(Problem) Rewrite the records below, putting "timber board" in place of "wooden plank" and leaving everything else as it is.

* BEGIN Provided entries *

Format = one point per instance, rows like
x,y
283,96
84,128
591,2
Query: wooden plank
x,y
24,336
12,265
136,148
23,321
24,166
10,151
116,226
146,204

* END Provided entries *

(Full response)
Format = one point per instance, rows like
x,y
283,96
84,128
591,2
Query: timber board
x,y
24,336
12,265
136,148
23,321
24,166
10,151
116,226
146,204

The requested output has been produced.